Please return each of the entries that follow, unchanged in every word.

— Material for this exercise —
Segment Open

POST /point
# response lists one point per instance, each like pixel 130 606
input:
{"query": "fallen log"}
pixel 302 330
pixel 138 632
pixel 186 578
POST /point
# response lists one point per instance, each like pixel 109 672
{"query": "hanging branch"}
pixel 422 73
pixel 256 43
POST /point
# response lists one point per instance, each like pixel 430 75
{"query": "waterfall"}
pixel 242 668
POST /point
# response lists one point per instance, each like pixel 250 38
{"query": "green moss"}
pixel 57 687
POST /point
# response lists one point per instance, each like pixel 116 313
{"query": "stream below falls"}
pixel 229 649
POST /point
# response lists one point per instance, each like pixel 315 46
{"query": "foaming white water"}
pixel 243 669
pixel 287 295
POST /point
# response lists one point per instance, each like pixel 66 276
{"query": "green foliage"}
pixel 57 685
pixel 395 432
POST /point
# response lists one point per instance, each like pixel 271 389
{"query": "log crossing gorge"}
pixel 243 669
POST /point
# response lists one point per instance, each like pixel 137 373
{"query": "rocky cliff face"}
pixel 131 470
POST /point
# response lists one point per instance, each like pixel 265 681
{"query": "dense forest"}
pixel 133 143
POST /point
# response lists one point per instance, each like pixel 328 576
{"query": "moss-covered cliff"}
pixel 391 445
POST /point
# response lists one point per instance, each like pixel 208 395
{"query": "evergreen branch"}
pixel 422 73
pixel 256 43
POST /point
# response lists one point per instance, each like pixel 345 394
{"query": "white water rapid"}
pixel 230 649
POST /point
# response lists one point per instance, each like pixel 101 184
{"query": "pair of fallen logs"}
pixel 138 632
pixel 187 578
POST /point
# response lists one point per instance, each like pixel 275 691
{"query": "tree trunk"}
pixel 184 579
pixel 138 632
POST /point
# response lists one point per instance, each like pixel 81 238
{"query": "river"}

Segment Closed

— Result for this exercise —
POST /point
# response lists one point per instance, each like pixel 130 606
input:
{"query": "fallen log"}
pixel 302 330
pixel 138 632
pixel 186 578
POST /point
# response lists one point per instance, each like pixel 109 672
{"query": "hanging branch"}
pixel 422 73
pixel 256 43
POST /point
# response lists one point per instance, each like pixel 430 75
{"query": "waterfall"}
pixel 242 668
POST /point
# response lists one point per instance, each like pixel 250 38
{"query": "green moss"}
pixel 57 687
POST /point
# response lists one point per instance, each like pixel 116 313
{"query": "stream below falls"}
pixel 229 649
POST /point
# response lists one point per instance, each like pixel 315 46
{"query": "foaming white water"}
pixel 243 669
pixel 287 295
POST /point
# response lists one point per instance, each like pixel 66 276
{"query": "green foliage"}
pixel 57 685
pixel 395 432
POST /point
# response lists one point per instance, each like pixel 271 389
{"query": "log crossing gorge"}
pixel 243 669
POST /point
# response lists one point per instance, each like pixel 137 373
{"query": "rocky cliff face"}
pixel 131 470
POST /point
# response lists one point per instance, each like pixel 265 681
{"query": "dense forest"}
pixel 133 143
POST /point
# response lists one point per instance, each like pixel 328 576
{"query": "moss-covered cliff"}
pixel 391 445
POST /point
# response lists one point per instance, each like pixel 208 395
{"query": "evergreen branch"}
pixel 422 73
pixel 256 43
POST /point
# response lists one point per instance, each like pixel 345 394
{"query": "white water rapid"}
pixel 230 649
POST /point
# response lists one point per instance, each like pixel 101 184
{"query": "pair of fallen logs"}
pixel 138 632
pixel 187 578
POST /point
# response lists one point per instance, each like pixel 275 691
{"query": "tree trunk"}
pixel 184 579
pixel 138 632
POST /point
# response lists one point per instance, each like pixel 81 238
{"query": "river"}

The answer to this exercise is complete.